** Directions for this task **
Reproduce the stretch from the start of the data through the line containing "20, 80, 29]]", requests included, scaling every coordinate in the answers by 0.8 and rounding to whole numbers, with halves rounded up. Keep any numbers in the requests and their format descriptions unchanged.
•••
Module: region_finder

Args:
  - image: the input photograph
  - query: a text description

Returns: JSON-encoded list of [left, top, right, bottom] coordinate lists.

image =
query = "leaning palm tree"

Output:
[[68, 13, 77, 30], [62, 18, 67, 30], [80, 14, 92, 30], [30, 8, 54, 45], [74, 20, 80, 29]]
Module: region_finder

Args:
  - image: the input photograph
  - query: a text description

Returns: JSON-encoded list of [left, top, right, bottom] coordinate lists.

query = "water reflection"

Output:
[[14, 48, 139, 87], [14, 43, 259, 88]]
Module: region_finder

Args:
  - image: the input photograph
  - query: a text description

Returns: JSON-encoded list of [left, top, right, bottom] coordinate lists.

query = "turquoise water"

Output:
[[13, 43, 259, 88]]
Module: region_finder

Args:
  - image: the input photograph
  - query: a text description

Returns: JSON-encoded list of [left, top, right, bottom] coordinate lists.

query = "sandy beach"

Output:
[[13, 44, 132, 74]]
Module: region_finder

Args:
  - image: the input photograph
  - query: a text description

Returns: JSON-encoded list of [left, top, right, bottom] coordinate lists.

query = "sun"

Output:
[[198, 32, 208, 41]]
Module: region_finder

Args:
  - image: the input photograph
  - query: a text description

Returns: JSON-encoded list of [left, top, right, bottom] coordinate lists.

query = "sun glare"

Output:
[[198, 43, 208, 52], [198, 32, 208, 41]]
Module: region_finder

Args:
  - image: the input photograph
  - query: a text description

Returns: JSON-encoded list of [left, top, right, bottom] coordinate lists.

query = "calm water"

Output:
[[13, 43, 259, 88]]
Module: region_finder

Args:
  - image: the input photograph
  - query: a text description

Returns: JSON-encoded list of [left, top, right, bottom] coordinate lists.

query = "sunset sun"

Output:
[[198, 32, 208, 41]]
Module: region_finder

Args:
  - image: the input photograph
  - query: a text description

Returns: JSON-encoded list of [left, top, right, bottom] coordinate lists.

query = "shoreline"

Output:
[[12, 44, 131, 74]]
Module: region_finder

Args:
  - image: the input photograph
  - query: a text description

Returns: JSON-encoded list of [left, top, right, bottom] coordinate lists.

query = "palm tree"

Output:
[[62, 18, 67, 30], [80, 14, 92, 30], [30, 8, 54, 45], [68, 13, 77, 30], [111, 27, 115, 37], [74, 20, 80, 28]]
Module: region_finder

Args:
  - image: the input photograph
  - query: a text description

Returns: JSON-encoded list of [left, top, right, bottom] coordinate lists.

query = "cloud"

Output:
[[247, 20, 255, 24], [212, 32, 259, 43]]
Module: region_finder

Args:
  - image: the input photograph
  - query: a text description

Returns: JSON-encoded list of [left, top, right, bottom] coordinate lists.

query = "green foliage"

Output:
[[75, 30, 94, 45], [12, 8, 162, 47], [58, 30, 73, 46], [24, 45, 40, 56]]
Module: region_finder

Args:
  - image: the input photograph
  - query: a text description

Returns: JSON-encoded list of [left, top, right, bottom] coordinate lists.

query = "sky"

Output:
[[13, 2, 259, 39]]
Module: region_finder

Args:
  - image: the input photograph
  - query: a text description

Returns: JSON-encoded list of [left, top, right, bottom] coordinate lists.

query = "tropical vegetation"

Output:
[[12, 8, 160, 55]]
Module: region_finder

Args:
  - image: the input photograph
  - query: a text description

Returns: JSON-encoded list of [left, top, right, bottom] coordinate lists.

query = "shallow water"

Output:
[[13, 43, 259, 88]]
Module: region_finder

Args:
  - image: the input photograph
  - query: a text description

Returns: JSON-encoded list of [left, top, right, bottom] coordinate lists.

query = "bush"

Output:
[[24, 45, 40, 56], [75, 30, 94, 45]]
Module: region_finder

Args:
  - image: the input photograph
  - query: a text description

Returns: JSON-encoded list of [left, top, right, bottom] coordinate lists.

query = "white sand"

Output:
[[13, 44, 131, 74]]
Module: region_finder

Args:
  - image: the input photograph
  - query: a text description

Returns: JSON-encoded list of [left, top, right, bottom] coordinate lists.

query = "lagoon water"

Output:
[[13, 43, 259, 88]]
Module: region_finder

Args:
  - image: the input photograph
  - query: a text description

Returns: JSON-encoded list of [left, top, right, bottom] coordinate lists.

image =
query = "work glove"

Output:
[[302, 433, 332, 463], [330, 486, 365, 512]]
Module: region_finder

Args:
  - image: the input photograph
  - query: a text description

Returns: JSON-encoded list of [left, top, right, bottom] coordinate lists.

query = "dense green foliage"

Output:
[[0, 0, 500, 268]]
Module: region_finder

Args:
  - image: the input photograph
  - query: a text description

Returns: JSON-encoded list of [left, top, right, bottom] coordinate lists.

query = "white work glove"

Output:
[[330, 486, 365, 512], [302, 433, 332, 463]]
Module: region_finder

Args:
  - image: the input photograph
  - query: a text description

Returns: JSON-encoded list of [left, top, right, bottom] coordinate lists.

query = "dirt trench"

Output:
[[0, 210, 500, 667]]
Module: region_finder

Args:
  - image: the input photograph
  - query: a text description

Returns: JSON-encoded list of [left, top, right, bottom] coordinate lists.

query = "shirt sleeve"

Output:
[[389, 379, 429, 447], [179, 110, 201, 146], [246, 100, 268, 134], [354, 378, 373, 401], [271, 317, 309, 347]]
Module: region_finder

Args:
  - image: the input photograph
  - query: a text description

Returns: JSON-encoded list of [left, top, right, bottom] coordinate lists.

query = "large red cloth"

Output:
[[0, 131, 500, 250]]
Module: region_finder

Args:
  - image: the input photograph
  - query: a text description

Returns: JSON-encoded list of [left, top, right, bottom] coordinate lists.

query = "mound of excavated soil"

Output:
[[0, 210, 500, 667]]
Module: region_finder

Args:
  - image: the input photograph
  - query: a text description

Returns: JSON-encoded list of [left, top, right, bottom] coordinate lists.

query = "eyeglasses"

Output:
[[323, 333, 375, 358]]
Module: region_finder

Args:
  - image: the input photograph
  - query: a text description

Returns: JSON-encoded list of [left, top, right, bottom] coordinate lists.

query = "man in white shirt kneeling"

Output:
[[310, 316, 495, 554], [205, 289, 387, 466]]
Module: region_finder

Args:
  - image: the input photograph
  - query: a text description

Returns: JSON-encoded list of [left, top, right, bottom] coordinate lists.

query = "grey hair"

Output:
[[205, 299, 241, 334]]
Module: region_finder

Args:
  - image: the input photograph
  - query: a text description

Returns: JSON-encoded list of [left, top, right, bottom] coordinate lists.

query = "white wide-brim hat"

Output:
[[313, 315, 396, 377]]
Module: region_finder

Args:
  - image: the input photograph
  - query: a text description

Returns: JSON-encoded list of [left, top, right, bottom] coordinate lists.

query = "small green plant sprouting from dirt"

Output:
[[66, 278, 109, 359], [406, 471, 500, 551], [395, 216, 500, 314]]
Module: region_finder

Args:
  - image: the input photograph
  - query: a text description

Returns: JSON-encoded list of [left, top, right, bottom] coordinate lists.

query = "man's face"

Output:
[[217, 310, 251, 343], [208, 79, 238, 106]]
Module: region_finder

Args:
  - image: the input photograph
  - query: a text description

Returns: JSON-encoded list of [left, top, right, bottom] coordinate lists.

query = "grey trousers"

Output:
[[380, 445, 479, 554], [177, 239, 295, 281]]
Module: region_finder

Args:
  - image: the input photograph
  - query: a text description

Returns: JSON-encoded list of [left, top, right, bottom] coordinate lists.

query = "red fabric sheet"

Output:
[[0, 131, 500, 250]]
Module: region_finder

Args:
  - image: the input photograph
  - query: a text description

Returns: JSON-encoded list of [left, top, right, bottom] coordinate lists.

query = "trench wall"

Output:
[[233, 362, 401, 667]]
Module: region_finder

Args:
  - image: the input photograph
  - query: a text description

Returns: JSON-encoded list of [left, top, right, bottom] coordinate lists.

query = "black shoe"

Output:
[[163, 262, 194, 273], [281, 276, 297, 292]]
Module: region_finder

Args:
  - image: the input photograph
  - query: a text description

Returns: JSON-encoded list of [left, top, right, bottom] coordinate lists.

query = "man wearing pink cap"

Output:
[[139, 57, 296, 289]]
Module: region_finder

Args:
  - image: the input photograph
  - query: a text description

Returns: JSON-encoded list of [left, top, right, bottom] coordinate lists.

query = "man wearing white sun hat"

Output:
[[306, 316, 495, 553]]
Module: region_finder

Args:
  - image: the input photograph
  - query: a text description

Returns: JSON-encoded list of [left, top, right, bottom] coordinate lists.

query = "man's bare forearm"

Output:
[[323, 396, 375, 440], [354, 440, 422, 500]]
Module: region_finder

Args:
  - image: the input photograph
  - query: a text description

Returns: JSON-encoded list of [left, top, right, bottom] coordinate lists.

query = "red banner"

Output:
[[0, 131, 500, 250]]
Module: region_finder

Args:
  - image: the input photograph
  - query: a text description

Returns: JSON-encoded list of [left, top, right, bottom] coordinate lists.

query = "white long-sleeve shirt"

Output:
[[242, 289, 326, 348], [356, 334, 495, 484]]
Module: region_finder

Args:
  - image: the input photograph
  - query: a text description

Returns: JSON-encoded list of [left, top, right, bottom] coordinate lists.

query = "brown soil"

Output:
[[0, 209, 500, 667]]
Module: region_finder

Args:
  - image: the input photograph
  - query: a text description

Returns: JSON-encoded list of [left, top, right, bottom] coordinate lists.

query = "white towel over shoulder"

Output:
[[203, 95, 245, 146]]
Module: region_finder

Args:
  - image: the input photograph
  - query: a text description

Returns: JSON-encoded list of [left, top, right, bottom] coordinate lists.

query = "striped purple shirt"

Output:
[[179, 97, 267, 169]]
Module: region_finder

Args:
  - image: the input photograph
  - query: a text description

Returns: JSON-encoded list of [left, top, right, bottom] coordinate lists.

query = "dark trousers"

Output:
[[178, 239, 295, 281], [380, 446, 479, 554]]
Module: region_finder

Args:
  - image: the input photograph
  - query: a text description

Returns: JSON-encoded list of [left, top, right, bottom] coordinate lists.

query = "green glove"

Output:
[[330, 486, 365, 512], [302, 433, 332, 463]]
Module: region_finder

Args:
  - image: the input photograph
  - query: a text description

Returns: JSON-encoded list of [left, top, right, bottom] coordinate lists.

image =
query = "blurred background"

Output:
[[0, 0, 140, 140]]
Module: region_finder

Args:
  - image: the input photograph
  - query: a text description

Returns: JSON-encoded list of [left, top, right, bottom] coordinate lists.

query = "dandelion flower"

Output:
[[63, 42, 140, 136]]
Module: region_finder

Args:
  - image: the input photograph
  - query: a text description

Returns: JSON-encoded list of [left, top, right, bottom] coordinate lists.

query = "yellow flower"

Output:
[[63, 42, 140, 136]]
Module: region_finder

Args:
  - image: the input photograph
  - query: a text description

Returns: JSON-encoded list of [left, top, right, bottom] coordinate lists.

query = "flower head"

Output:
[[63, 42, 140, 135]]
•••
** Output for this exercise **
Module: region_finder

Args:
  - image: the input photograph
  - query: a text description

Returns: JSON-encoded list of [left, top, right, bottom] coordinate lists.

image =
query = "leaning palm tree"

Output:
[[54, 10, 62, 24], [50, 14, 54, 24], [64, 11, 74, 24], [24, 6, 43, 36], [59, 16, 64, 23]]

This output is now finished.